▶ [TASK BRIEF]:
Lines before the one containing "Ground woman's raised" are left out. Retype that line and the rest through the end of the material exactly.

▶ [MATERIAL SUPPLIED]:
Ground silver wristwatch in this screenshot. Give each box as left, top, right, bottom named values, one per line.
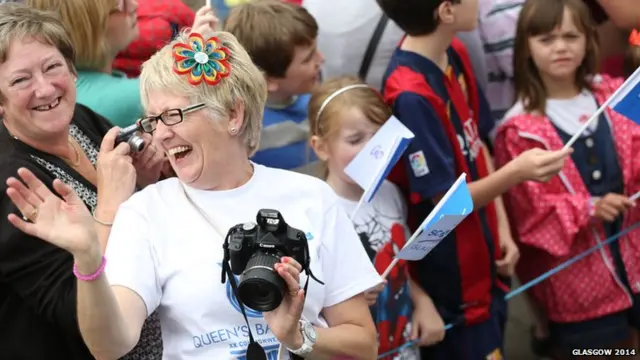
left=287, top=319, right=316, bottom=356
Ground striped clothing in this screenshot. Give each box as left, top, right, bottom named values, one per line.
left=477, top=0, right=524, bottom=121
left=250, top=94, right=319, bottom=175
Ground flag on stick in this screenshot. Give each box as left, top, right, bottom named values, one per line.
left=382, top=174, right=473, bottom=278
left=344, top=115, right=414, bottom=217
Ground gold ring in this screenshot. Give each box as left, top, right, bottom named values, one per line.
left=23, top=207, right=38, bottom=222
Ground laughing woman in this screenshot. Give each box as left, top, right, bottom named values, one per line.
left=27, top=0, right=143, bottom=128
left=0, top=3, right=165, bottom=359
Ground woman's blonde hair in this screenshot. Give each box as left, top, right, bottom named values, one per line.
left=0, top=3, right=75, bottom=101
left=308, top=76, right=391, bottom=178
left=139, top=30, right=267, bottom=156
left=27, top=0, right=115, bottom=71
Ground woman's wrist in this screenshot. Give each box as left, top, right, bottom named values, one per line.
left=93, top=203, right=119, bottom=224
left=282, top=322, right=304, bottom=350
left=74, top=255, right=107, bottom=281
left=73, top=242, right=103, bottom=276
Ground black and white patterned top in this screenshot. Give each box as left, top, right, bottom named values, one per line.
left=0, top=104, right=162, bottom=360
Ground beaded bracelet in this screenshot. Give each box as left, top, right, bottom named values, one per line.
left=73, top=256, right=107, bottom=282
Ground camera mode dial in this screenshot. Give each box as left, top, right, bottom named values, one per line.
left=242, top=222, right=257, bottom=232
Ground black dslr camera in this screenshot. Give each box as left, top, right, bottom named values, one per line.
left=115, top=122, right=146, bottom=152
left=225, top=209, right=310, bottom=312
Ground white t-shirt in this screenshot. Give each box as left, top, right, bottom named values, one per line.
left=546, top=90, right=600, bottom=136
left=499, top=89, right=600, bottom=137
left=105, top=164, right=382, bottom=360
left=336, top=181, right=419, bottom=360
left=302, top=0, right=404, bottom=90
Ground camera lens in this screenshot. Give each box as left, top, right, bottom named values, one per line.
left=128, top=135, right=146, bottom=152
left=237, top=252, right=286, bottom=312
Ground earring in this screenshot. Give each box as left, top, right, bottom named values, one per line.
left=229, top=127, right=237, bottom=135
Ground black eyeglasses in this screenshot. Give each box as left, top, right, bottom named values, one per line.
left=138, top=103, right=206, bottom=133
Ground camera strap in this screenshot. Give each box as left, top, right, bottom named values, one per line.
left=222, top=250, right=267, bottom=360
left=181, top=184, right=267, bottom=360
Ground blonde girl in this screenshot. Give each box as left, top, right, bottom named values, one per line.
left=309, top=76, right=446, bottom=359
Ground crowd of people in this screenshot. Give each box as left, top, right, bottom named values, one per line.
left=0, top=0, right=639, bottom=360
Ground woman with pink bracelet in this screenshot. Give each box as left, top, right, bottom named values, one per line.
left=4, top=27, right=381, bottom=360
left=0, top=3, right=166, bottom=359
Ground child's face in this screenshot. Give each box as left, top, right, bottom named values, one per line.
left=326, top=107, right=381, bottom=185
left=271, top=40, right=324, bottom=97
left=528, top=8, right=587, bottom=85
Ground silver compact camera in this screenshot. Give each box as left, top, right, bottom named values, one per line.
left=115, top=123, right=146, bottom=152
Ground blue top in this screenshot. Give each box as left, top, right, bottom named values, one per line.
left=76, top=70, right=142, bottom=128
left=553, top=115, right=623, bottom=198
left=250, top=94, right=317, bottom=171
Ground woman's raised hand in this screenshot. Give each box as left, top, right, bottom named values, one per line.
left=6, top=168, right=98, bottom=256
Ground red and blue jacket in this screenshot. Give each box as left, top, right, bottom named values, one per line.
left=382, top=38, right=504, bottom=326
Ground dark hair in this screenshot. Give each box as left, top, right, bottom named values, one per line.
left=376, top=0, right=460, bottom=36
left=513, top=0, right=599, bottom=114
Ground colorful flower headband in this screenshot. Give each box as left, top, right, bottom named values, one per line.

▶ [ANSWER TO THIS EXERCISE]:
Ground woman's raised hand in this screenshot. Give each box as left, top, right, bottom named values, one per line.
left=6, top=168, right=98, bottom=256
Ground red and blue jacket in this screenshot. Give each box as left, top, right, bottom named values, one per line.
left=382, top=38, right=504, bottom=326
Ground dark hair in this screenshot. Give each box as left, top, right, bottom named values, one per line.
left=376, top=0, right=460, bottom=36
left=513, top=0, right=599, bottom=114
Ground colorful flower headband in this screenshot. Give each box as left, top, right, bottom named values, one per line.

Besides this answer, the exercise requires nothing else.